• [Input]:
-----
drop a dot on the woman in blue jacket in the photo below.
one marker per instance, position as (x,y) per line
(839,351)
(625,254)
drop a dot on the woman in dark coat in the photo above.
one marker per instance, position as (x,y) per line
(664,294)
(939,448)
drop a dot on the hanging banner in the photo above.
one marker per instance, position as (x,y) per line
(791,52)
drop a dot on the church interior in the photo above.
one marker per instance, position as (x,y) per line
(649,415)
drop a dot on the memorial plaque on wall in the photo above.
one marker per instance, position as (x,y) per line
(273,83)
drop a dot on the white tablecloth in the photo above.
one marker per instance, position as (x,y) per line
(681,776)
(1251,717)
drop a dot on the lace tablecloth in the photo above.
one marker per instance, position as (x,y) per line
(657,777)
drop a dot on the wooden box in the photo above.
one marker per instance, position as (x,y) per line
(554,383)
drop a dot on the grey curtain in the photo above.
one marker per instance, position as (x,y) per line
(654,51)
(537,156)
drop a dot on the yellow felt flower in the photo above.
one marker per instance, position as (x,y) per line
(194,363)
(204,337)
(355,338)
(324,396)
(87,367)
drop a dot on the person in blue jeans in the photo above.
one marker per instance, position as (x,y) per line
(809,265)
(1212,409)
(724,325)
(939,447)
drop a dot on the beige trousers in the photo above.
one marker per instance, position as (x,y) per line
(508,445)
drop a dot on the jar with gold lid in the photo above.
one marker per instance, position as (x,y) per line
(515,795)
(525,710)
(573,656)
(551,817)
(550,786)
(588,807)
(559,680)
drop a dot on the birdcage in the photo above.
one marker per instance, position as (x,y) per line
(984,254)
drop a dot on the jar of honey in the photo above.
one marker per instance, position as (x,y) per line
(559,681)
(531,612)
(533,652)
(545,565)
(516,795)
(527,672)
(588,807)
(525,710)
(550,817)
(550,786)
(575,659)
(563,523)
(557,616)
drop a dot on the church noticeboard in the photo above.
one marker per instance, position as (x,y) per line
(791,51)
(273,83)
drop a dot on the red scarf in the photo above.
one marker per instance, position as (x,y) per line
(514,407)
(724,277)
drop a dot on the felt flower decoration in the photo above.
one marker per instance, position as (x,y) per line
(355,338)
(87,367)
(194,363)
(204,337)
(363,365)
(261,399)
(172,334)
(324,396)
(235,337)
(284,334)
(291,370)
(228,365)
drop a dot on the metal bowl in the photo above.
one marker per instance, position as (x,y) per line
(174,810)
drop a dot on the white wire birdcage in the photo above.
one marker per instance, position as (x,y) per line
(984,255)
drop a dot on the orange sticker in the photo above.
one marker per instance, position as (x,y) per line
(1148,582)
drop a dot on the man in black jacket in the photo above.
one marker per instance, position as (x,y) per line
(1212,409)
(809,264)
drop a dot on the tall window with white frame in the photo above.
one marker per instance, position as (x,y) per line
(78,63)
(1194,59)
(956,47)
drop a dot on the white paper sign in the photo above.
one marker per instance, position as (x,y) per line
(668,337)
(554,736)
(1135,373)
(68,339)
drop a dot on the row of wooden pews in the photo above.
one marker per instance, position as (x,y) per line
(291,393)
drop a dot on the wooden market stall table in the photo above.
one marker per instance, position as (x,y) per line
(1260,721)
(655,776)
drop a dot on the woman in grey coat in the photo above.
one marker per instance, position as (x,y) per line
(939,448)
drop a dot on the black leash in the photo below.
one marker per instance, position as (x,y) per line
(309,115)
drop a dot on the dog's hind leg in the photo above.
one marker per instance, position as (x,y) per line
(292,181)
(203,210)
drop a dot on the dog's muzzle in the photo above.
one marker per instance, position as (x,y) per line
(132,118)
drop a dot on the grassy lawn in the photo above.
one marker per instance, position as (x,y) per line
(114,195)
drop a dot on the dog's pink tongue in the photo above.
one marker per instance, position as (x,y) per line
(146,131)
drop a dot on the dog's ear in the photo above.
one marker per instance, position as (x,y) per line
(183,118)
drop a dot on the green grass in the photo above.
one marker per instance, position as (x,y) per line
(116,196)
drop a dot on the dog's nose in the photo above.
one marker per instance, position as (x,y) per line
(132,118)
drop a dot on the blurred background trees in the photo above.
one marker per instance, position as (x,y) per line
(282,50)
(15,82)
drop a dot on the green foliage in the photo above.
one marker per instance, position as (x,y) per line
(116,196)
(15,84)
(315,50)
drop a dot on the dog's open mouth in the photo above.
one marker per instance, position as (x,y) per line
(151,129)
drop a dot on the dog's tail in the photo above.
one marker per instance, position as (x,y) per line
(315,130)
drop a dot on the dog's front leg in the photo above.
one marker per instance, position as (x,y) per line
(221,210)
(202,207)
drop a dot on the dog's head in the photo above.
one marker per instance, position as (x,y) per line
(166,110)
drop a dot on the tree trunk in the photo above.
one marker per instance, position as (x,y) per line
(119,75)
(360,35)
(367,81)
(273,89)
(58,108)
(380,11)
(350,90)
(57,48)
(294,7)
-----
Begin with the line that contains "drop a dot on the black" and set down each line exactly until the records above end, including the final line.

• [Result of the exercise]:
drop a dot on the black leash in the photo below.
one marker per instance, position as (x,y) per line
(309,115)
drop a dot on the dog's hind leg in the photo above.
one marker per instance, position as (x,y) per line
(292,181)
(203,210)
drop a dot on the dog's muzzle in the photo above.
one marker per instance, position as (x,y) per line
(132,118)
drop a dot on the grassy lawn in the photo above.
one marker per instance, position as (x,y) per line
(114,195)
drop a dot on the dog's pink tongue in the photo above.
one marker per instance, position as (x,y) per line
(146,131)
drop a dot on the dog's ear in the photo above.
one marker per instance, position as (x,y) per line
(183,118)
drop a dot on the green grass in the photo above.
one marker per instance, position as (x,y) per line
(116,196)
drop a dot on the dog's nose in the photo above.
one marker per instance, position as (x,y) per line
(132,118)
drop a dot on the blurred background trees in the photo above.
one marker per instance, position as (x,y) per line
(282,50)
(15,82)
drop a dot on the green foliage in the photo above.
one marker per instance, position as (x,y) per line
(116,196)
(15,84)
(315,50)
drop a dot on the dog's open mouth in the photo above.
one marker per instance, position as (x,y) per line
(151,129)
drop a dot on the dog's tail in the photo above.
one marker per instance, position as (x,y) per line
(315,130)
drop a dot on the dog's front leg in the photo above.
one marker per instance, position as (x,y) per line
(221,210)
(202,207)
drop a dot on the dog's head in the photo above.
one marker per instance, position as (x,y) per line
(166,110)
drop a dot on the tree trunk in the photo above.
one marker per instance, position as (x,y) per line
(119,75)
(360,35)
(367,81)
(273,89)
(58,108)
(380,11)
(350,90)
(57,48)
(294,7)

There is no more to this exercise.